ZIEL DER AUFGABE: Wie lässt sich der folgende Text zur Besteuerung virtueller Währung im Privatvermögen im Anschluss an seinen letzten Satz weiterführen?

AUSZUG ZUM LESEN:
Virtuelle Währung im Privatvermögen im Fokus der Finanzverwaltung

| Sachbearbeiter und Prüfer der Finanzämter werden von den übergeordneten Behörden sensibilisiert, bei Bearbeitung der Steuererklärungen oder bei Außenprüfungen nach Einnahmen im Privatvermögen aus virtuellen Währungen Ausschau zu halten. Der folgende Beitrag soll Sie als Steuerberater für diese steuerlich komplizierte Thematik sensibilisieren. |

 

  • Definition des Begriffs virtuelle Währung

Unter virtueller Währung versteht man die digitale Darstellung eines Werts, der von keiner Zentralbank oder öffentlichen Stelle emittiert wurde oder garantiert wird und nicht den gesetzlichen Status einer Währung oder von Geld besitzt, aber von natürlichen oder juristischen Personen als Tauschmittel akzeptiert wird und der auf elektronischem Weg übertragen, gespeichert und gehandelt werden kann.

 

Virtuelle Währungen, nach denen Sachbearbeiter und Prüfer im Privatvermögen ihres Mandanten Ausschau halten sollen, sind insbesondere

  • Bitcoin,
  • Ethereum,
  • Bitcoin Cash,
  • Ripple,
  • Dash,
  • Litecoin,
  • Monero,
  • IOTA und
  • NEO.

 

Grundsätze zur Besteuerung von Einnahmen aus virtueller Währung

Erzielt ein Mandant aus dem Verkauf virtueller Währung einen Gewinn oder einen Verlust, ist dieser im Rahmen eines privaten Veräußerungsgeschäfts steuerlich zu erfassen, wenn der Zeitraum zwischen Erwerb und Verkauf nicht mehr als ein Jahr betragen hat (§ 22 Nr. 2 EStG i. V. m. § 23 Abs. 1 Satz 1 Nr. 2 EStG).

 

Nach Ansicht der Finanzverwaltung stellt virtuelle Währung ein „anderes Wirtschaftsgut“ i. S. d. § 23 Abs. 1 Satz 1 Nr. 2 Satz 1 EStG dar. Diese Auffassung wurde durch den Beschluss des FG Berlin-Brandenburg (20.6.19, 13 V 13100/19) bestätigt. Die Richter qualifizierten virtuelle Währung als immaterielles Wirtschaftsgut und somit als „anderes Wirtschaftsgut“ im Rahmen eines privaten Veräußerungsgeschäfts.

GESAMMELTES MATERIAL:
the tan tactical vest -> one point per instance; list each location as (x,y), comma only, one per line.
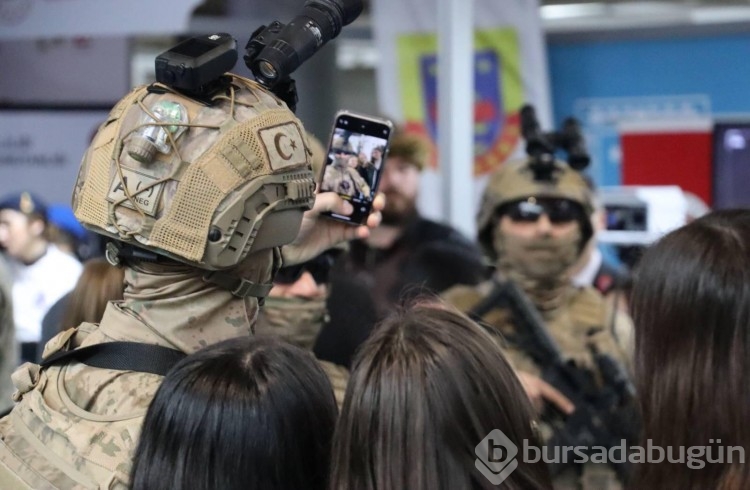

SCHRIFTLICHE ANTWORT:
PRAXISTIPP | Folgende Besonderheiten sind bei Einnahmen aus virtueller Währung eines Mandanten steuerlich zu beachten:

 

  • 1. Die Einkommensteuerpflicht muss nicht durch einen Verkauf der Währung ausgelöst werden. Es genügt bereits, wenn mit der virtuellen Währung Waren oder Dienstleistungen bezahlt werden. Dieser Tausch gilt bereits als Verkauf von Bitcoins & Co.

 

  • 2. Die Veräußerungsfrist kann sich von einem Jahr auf zehn Jahre verlängern, wenn die virtuelle Währung beispielsweise durch sogenanntes Lending (siehe dazu nachfolgende Informationen) als Einkunftsquelle genutzt wird.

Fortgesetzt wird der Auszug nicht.